REQUIREMENT
Please transcribe the stretch of the ChatGPT lab assistant article from "by Fernando Gomollón-Bel, special" through "Credit: J. Am. Chem. Soc.", word for word.

EXCERPT TO READ
ChatGPT lab assistant accelerates MOF synthesis

An algorithm analyzes synthesis datasets to provide precise predictions and instructions to lab chemists

by Fernando Gomollón-Bel, special to C&EN
August 11, 2023

Researchers have trained ChatGPT to create a chemistry lab assistant that summarizes information about synthesis from papers with high accuracy (J. Am. Chem. Soc. 2023, DOI: 10.1021/jacs.3c05819). In particular, this program extracts over 26,000 parameters from peer-reviewed articles and supporting information about metal-organic frameworks (MOFs). Once trained, the interactive chatbot is able to answer questions about the preparation of MOFs quickly and accurately.

The image shows a screenshot of a chatbot that explains how to make MOFs in a detailed step by step synthesis.
Credit: J. Am. Chem. Soc.
The chemistry chatbot based on ChatGPT creates an interface for assisted literature searches.

“We’ve always been interested in simplifying and speeding up chemical synthesis,” says Omar Yaghi from the University of California, Berkeley, lead author of the study. The ChatGPT models mined the supporting information of hundreds of MOF papers, where information on synthesis is unstructured and sparse, often extended over hundreds of pages. Thus, “we developed a filtering strategy that excludes the least relevant sections—like references, crystal coordinates, acknowledgments—increasing the efficiency,” adds Yaghi.

DATA TO EXAMINE
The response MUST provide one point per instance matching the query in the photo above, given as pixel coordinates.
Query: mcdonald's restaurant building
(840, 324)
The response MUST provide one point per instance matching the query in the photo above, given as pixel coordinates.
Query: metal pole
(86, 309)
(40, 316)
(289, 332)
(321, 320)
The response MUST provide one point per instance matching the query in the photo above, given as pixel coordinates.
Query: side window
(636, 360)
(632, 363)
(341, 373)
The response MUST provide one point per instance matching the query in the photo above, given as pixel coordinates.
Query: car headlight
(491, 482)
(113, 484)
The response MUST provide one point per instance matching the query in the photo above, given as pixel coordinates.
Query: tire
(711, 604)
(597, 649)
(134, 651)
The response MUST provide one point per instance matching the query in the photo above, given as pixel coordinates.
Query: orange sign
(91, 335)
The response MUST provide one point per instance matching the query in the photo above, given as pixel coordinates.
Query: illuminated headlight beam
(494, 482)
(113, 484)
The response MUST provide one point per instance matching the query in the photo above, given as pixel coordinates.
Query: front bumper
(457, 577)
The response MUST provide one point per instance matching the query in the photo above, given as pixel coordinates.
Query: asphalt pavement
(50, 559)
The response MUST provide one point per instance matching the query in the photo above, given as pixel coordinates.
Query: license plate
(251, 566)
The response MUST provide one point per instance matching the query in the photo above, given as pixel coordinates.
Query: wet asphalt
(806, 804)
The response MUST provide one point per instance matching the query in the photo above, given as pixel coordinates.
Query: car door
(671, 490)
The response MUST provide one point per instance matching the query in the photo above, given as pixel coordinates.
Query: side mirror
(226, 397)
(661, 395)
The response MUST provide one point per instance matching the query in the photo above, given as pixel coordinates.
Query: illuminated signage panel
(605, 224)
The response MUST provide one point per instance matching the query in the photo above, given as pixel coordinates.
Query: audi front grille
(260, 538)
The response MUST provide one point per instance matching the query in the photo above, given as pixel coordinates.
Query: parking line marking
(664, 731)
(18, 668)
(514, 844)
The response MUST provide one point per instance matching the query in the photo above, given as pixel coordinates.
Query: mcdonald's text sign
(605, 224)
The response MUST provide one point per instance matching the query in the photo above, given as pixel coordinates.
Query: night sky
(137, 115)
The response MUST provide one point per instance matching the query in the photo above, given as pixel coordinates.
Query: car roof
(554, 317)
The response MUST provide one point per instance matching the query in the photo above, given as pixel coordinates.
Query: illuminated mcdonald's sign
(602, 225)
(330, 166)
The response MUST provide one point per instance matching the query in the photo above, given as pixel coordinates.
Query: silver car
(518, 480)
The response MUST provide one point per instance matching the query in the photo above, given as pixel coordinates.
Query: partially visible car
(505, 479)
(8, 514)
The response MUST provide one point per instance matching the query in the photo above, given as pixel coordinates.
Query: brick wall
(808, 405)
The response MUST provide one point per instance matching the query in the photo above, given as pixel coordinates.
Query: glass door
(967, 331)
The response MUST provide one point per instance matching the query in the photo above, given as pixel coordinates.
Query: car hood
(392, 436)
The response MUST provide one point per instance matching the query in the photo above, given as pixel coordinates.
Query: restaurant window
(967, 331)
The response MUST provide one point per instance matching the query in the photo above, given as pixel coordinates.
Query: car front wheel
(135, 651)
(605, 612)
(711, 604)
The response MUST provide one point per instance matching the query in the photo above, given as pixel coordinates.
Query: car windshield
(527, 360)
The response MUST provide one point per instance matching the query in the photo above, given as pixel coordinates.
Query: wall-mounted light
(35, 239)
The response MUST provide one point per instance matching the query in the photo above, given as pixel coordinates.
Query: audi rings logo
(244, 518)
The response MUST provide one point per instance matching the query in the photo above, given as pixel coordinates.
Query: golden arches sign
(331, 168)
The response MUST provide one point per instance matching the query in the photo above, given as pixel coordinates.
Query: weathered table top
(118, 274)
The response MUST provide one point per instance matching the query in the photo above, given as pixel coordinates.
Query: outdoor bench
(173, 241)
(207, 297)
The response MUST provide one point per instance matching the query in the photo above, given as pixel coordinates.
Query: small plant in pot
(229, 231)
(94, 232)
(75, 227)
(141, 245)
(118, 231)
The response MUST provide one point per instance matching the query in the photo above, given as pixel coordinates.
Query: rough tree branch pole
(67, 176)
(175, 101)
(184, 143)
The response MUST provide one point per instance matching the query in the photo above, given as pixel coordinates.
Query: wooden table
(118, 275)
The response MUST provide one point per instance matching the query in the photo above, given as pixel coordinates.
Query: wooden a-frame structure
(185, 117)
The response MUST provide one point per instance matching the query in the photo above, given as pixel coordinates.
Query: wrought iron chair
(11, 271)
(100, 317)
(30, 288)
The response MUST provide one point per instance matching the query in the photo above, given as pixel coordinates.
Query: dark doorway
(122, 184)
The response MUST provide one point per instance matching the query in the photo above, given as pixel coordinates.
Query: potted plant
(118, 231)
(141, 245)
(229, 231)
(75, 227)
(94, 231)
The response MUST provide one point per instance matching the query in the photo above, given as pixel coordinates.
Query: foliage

EXERCISE SOLUTION
by Fernando Gomollón-Bel, special to C&EN
August 11, 2023

Researchers have trained ChatGPT to create a chemistry lab assistant that summarizes information about synthesis from papers with high accuracy (J. Am. Chem. Soc. 2023, DOI: 10.1021/jacs.3c05819). In particular, this program extracts over 26,000 parameters from peer-reviewed articles and supporting information about metal-organic frameworks (MOFs). Once trained, the interactive chatbot is able to answer questions about the preparation of MOFs quickly and accurately.

The image shows a screenshot of a chatbot that explains how to make MOFs in a detailed step by step synthesis.
Credit: J. Am. Chem. Soc.